┌────────
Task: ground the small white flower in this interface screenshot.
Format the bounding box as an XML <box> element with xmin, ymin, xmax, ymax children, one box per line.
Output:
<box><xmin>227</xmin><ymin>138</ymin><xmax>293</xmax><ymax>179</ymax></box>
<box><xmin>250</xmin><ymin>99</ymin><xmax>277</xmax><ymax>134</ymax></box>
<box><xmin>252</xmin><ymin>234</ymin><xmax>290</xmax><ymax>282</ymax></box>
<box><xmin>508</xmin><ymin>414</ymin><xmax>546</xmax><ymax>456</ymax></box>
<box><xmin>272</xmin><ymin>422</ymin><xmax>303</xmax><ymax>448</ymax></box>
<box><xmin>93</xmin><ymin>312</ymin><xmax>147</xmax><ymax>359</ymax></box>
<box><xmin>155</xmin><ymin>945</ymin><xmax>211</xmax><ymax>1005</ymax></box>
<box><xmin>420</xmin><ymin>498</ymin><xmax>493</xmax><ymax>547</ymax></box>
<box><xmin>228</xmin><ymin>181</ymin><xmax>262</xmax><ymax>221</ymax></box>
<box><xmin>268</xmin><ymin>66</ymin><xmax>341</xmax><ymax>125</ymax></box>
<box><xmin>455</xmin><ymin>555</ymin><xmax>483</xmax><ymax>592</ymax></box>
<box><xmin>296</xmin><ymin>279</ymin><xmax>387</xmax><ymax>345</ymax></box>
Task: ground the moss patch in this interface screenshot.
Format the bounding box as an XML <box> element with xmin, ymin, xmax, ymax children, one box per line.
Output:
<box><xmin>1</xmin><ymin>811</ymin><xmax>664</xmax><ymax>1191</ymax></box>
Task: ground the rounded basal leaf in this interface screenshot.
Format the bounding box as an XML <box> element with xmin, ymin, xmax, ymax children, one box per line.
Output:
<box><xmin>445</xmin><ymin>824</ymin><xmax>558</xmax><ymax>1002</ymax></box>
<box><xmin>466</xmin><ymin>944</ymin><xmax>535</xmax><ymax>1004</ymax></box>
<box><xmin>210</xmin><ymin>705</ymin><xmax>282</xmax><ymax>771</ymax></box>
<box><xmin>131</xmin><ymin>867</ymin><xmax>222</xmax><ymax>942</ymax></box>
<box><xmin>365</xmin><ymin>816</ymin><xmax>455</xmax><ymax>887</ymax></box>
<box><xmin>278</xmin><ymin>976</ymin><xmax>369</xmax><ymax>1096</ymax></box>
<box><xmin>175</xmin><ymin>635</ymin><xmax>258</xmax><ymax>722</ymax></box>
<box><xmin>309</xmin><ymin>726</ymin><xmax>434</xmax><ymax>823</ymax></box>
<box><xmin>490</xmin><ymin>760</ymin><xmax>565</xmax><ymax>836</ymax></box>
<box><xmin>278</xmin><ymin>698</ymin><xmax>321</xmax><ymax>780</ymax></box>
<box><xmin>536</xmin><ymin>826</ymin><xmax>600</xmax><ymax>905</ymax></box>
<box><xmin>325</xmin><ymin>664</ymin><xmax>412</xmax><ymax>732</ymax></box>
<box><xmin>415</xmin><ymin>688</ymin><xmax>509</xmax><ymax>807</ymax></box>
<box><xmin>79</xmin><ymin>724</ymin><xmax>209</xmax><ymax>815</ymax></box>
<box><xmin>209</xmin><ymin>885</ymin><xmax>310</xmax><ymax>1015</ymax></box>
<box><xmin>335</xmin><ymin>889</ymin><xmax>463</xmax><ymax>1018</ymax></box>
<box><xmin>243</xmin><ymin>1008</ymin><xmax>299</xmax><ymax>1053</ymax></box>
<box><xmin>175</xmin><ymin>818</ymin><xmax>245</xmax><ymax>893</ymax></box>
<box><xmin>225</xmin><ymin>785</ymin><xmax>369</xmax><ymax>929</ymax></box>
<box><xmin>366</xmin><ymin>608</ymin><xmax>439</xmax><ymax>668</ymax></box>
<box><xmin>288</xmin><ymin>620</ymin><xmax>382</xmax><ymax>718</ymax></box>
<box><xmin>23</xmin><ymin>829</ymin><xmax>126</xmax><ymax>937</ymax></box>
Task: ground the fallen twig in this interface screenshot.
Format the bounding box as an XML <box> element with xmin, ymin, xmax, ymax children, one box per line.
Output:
└────────
┌────────
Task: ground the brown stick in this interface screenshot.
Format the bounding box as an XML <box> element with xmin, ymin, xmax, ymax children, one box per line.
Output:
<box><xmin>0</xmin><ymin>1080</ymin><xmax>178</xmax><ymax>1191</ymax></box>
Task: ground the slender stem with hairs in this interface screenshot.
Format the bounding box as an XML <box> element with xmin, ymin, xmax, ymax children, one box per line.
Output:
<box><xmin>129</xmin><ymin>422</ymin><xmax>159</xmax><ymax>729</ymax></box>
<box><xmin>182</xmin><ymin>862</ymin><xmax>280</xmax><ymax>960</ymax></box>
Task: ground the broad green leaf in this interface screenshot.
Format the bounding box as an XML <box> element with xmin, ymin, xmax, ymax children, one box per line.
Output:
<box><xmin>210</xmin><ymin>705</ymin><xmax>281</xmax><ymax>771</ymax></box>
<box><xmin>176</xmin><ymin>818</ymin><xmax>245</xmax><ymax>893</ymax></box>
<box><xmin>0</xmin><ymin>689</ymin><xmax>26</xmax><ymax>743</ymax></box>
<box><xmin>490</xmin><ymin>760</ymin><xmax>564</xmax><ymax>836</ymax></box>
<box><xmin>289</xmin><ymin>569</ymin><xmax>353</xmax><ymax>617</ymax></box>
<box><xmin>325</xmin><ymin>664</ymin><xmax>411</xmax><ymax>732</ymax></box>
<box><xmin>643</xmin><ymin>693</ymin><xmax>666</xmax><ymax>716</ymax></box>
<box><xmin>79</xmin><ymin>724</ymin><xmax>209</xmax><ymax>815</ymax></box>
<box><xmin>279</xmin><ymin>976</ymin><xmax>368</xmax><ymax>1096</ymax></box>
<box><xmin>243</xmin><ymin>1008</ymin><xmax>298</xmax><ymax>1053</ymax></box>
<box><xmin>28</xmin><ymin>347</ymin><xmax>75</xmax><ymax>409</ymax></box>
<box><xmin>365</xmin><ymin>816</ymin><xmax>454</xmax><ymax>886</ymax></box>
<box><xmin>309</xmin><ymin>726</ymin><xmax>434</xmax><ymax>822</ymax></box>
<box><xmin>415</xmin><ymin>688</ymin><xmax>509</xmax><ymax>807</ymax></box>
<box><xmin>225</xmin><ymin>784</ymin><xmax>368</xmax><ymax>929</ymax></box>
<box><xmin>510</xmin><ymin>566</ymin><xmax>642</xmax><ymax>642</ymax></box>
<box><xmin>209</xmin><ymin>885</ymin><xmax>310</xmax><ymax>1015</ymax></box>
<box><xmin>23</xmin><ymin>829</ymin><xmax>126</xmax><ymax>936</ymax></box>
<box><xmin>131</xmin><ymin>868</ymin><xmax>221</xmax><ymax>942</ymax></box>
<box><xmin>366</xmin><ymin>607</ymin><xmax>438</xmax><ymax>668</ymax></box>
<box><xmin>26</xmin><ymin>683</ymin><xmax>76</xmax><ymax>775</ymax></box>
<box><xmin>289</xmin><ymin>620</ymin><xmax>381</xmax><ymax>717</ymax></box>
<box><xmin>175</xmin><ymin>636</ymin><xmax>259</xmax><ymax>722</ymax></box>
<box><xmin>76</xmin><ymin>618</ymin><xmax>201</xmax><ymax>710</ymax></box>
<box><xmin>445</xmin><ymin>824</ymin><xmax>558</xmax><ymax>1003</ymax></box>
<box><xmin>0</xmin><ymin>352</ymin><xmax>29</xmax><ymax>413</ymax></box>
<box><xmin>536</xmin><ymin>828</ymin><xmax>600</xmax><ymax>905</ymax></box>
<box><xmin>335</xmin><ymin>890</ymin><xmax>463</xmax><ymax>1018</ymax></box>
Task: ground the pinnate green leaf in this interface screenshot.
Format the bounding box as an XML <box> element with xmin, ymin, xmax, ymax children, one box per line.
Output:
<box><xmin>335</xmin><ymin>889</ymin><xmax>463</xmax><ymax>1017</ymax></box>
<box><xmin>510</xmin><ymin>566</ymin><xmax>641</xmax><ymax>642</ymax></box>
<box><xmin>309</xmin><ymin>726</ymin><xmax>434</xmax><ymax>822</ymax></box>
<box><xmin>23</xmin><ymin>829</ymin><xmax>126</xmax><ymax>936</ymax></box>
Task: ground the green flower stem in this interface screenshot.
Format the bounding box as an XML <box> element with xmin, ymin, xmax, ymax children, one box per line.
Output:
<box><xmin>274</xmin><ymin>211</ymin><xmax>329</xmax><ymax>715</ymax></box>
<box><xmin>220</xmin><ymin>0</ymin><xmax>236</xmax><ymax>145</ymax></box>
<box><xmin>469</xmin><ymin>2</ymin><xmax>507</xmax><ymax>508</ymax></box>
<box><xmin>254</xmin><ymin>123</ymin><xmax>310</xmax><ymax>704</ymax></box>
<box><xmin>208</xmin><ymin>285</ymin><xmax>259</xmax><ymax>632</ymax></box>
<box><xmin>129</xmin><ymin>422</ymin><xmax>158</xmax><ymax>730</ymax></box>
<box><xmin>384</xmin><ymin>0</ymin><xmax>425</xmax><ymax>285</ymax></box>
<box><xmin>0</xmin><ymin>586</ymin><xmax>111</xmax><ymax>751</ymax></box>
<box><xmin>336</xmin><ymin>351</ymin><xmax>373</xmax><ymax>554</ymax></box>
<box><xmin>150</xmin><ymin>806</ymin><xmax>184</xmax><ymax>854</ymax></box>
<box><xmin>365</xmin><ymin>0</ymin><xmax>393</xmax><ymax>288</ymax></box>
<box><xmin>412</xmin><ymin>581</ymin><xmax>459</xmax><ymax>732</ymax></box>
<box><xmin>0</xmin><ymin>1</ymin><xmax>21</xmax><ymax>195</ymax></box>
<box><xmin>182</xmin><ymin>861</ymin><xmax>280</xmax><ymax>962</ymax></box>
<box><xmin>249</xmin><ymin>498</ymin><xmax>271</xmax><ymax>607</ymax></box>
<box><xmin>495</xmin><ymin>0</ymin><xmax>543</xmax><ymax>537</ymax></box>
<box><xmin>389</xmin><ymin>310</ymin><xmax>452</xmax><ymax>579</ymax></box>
└────────
┌────────
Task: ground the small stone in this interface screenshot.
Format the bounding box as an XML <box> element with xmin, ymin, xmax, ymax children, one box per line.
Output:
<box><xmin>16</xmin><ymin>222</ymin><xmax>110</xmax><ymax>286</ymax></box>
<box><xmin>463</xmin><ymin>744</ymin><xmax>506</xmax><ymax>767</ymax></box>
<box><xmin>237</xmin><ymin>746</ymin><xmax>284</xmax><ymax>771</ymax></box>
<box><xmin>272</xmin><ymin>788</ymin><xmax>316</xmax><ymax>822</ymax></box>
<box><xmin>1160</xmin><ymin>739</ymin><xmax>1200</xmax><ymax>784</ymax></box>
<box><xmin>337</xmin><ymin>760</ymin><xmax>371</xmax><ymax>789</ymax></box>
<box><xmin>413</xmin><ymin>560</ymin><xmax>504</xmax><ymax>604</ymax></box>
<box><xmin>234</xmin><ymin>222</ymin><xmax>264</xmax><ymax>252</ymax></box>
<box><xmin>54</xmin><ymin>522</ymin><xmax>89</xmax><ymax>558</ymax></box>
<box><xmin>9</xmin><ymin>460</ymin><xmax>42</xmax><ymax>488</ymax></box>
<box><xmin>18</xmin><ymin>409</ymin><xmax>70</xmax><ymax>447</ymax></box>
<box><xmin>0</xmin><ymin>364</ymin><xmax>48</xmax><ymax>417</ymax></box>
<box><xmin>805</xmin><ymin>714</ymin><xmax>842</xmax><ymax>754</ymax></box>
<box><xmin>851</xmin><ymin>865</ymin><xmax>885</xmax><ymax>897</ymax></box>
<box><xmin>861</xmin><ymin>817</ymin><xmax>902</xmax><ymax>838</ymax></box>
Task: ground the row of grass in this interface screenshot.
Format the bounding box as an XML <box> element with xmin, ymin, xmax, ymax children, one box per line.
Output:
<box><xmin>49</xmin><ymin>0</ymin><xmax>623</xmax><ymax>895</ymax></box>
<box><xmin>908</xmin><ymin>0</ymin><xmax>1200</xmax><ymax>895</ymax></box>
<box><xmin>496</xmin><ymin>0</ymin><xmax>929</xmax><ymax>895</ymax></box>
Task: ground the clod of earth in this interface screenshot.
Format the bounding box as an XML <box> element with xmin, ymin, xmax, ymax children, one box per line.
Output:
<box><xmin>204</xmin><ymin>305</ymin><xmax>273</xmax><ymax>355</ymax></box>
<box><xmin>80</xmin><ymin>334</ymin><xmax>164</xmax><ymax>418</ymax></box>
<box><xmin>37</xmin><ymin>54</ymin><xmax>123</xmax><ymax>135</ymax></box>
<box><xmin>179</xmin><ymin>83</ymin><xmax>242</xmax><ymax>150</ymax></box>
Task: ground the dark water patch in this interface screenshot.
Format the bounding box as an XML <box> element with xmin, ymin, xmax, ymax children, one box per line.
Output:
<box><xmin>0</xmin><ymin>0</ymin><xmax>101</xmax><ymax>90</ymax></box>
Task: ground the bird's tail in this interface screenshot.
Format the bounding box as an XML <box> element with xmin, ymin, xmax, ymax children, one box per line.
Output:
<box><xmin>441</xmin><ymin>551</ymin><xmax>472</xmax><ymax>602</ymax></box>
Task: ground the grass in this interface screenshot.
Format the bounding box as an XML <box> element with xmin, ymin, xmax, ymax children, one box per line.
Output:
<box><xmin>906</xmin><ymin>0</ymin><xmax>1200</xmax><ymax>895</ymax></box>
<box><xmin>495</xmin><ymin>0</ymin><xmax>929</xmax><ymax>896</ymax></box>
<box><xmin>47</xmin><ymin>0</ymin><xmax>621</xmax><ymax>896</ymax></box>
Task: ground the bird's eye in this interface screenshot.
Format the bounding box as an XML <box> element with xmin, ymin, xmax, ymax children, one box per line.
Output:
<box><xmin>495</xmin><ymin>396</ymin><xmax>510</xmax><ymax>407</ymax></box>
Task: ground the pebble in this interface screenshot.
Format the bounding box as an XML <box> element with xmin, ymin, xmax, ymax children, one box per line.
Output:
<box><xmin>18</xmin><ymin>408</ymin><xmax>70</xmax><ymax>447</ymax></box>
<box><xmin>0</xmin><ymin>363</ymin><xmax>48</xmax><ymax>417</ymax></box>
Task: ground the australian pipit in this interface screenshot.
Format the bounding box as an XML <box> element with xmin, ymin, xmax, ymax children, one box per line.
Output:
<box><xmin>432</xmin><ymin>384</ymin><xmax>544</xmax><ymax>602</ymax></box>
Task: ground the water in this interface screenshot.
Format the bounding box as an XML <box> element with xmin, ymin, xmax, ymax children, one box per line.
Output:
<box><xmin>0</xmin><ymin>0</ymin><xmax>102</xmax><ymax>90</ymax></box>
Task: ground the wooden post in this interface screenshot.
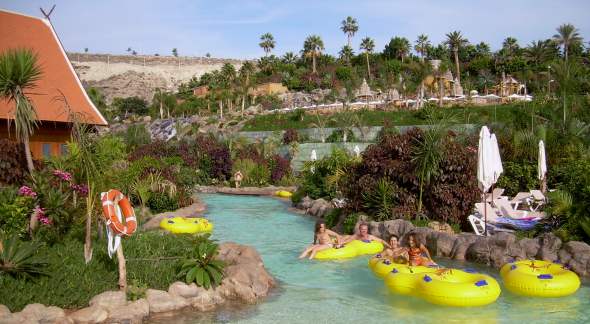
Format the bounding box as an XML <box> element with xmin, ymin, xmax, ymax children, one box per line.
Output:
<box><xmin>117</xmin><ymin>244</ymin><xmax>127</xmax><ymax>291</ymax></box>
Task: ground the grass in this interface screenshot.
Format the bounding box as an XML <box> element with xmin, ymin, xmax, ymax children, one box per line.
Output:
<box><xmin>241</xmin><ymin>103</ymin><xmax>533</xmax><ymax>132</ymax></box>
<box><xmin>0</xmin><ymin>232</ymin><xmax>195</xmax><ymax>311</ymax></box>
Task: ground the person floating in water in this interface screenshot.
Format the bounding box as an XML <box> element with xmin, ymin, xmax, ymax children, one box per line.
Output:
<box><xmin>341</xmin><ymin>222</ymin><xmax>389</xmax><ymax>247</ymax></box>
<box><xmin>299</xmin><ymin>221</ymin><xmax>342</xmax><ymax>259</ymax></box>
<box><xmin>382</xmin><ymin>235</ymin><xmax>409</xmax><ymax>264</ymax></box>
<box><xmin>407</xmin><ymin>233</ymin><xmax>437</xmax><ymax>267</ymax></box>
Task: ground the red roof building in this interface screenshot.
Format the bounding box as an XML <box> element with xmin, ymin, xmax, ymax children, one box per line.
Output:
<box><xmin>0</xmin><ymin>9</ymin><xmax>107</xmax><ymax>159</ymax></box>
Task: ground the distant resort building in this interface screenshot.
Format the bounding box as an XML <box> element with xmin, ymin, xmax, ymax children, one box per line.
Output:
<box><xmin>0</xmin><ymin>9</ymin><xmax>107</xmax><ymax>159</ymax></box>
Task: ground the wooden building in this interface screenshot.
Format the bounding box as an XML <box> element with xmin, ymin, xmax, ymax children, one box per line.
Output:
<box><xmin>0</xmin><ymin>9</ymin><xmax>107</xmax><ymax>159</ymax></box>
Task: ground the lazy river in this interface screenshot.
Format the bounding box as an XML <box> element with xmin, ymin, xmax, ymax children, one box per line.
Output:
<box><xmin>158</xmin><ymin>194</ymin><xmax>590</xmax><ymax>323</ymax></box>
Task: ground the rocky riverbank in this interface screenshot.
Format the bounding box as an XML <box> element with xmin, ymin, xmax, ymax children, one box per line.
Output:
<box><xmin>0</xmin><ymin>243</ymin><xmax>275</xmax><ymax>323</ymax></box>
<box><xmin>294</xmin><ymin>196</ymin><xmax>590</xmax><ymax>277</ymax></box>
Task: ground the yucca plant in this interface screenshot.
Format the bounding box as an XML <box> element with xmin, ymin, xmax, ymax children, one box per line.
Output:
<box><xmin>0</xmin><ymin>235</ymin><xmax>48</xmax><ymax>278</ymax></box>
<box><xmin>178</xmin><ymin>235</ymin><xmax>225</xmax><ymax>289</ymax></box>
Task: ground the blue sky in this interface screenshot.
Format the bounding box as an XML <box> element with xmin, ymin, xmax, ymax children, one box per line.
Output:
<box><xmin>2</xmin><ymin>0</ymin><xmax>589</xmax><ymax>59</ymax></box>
└────────
> _Work instructions_: Repeat, exactly as they stand above, the lines from the line with "Task: ground the water" to the line with "Task: ground the wooden post", both lines included.

> _Result of this exercise_:
Task: ground the water in this interface screenshot.
Format the bounding box as an XML <box> element with xmin, ymin, xmax, ymax children, one box per line.
Output:
<box><xmin>0</xmin><ymin>0</ymin><xmax>102</xmax><ymax>90</ymax></box>
Task: ground the wooden post in this interface screenshot.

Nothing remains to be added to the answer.